SOURCE PASSAGE:
·····
|
Submitted by
Assigned_Reviewer_1
Q1: Comments to author(s).
First provide a summary of the paper, and then address the following
criteria: Quality, clarity, originality and significance. (For detailed
reviewing guidelines, see
http://nips.cc/PaperInformation/ReviewerInstructions)
In this paper, the authors propose a new screening
rule for Lasso. They give some theoretical fundamentals and describe its
extension to GroupLasso. The screening technique for Lasso is an important
problem for the community. However, to be honest, I am not so familiar
with the topic enough to evaluate whether their theoretical results are
novel. But at least, I could say that the current paper is somehow
unkindly organized for readers. Also, there is a concern that they just
give empirical comparison of their algorithm only with a somehow minor
existing screening method (Dome). Q2: Please summarize
your review in 1-2 sentences
In this paper, the authors propose a new screening
rule for Lasso. Although I am not so familiar with the topic enough to
evaluate whether their theoretical results are novel, at least I could say
that the current paper is somehow unkindly organized for
readers. Submitted by
Assigned_Reviewer_7
Q1: Comments to author(s).
First provide a summary of the paper, and then address the following
criteria: Quality, clarity, originality and significance. (For detailed
reviewing guidelines, see
http://nips.cc/PaperInformation/ReviewerInstructions)
Title: Lasso Screening Rules via Dual Polytope
Projection
Summary: The paper proposes exact and improved
screening rules for solving sparse regression problems by means of dual
polytope projections.
Quality: The paper is relatively
complete with motivations, full derivations of algorithms and their proofs
from the basics, and an adequate amount of experimental results.
However, the emphasis is on the derivations, and may not be of
interest to those readers who wants to see a bigger picture of the what
the paper promises for machine learning problems in general.
Originality: My expertise on this specific problem is limited.
With that in mind, the paper seems to take an approach closely related to
those of [26] or [27], while it diverges from those in the details, in
particular with the sequential extensions.
Clarity: Overall,
the paper clearly presents its goal and the proposal which is the
reduction of the active set exactly in Lasso. Its theorems are proved
every step of the derivations, mostly in Supplementary material, up until
the point where it becomes a bit abstract about the sequential version
(SDPP and SGDPP). A summary of algorithm for SDPP/SGDPP would be helpful.
The experiment section is a bit brief: the performances are compared
only by the rejection rate and within the group of similar algorithms,
with no indication of where Lasso stands among other 'standard' approaches
such as SVMs. By the way, labels on the axes in Fig.2-3 are unreadable.
·····
MATERIAL:

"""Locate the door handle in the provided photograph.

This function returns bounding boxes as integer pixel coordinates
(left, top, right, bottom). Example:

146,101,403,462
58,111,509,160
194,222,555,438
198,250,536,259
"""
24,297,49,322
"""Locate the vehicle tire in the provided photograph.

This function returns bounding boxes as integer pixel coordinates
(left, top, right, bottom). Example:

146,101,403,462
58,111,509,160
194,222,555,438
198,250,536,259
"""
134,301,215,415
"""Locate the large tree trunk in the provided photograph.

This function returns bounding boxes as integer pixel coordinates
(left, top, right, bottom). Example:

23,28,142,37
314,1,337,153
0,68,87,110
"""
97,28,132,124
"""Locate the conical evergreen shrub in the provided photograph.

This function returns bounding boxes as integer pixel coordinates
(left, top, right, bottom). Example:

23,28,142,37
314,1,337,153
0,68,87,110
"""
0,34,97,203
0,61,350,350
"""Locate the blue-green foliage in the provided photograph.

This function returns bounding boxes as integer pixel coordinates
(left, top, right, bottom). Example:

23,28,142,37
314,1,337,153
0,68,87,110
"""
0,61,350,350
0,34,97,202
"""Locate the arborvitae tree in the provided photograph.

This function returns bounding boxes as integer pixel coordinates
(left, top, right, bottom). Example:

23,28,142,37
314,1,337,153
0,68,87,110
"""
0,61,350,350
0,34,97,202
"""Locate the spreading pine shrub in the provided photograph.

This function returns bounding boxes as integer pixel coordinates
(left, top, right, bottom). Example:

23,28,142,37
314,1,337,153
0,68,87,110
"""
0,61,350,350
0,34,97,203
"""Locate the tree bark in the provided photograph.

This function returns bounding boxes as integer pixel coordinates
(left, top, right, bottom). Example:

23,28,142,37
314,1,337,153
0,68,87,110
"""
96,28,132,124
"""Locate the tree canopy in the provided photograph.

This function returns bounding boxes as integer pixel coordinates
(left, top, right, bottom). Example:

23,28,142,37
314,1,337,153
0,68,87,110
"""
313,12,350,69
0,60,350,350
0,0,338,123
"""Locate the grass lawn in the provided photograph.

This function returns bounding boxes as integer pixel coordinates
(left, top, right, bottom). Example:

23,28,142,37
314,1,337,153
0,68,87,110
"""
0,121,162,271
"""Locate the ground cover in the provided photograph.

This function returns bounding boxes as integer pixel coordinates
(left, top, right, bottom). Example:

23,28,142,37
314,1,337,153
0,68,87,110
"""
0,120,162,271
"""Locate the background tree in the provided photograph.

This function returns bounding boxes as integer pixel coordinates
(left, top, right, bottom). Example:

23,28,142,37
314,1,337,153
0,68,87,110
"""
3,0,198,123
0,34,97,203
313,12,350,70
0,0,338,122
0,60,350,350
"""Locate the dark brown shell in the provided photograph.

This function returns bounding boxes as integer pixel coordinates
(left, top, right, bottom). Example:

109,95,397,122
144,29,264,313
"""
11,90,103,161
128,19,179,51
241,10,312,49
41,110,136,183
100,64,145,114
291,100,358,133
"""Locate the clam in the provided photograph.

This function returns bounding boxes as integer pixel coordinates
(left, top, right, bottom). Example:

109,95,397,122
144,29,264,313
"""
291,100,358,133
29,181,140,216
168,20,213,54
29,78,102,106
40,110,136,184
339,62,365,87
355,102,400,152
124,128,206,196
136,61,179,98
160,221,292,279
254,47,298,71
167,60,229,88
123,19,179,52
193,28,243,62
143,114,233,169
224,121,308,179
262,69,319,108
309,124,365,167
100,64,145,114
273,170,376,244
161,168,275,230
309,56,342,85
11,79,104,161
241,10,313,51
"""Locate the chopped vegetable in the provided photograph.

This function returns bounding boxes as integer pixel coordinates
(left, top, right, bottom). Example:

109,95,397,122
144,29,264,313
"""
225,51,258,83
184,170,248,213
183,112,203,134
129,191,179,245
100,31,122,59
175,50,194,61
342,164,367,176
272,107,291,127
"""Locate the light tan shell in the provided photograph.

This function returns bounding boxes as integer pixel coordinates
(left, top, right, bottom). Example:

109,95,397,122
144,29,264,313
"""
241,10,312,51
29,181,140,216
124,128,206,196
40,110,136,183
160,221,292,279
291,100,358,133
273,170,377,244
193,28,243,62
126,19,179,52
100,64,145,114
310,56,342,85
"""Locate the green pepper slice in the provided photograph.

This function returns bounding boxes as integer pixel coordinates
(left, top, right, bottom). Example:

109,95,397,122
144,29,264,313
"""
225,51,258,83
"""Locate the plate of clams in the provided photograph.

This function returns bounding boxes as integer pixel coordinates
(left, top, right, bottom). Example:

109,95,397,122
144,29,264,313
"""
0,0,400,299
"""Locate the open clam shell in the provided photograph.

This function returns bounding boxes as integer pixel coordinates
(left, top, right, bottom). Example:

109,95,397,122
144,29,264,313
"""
·····
WRITTEN REQUEST A:
Quote the reviewer comments on the Lasso screening paper word for word, starting at "The experiment section" and ending at "Fig.2-3 are unreadable.".
WRITTEN REQUEST B:
Extend the reviewer comments on the Lasso screening paper, picking up right after their final sentence.

TASK RESULT A:
The experiment section is a bit brief: the performances are compared
only by the rejection rate and within the group of similar algorithms,
with no indication of where Lasso stands among other 'standard' approaches
such as SVMs. By the way, labels on the axes in Fig.2-3 are unreadable.

TASK RESULT B:
Significance: The paper has a narrowly defined focus on the
specific problem of solving large-scale Lasso problems. As such it seems
to suggest a concrete progress on the exact rejection of inactive features
without additional costs, and may inspire other related research in
general.
Q2: Please summarize your review in 1-2
sentences
Summary: From a viewpoint of a reader who has a
broad interest in large-scale learning and optimization, the paper is
readable and logical, and presents a reasonable amount of contributions
although very technical in nature. Submitted by
Assigned_Reviewer_8
Q1: Comments to author(s).
First provide a summary of the paper, and then address the following
criteria: Quality, clarity, originality and significance. (For detailed
reviewing guidelines, see
http://nips.cc/PaperInformation/ReviewerInstructions)
The authors propose the use of dual polytope
projection as a lasso screening test, and described how ideas in
regularization paths and an enhancement DPP* can lead to an improved
screening test. They showed how the test can be extended to group lasso,
and also demonstrated quite convincingly the utility of their test in
experiments.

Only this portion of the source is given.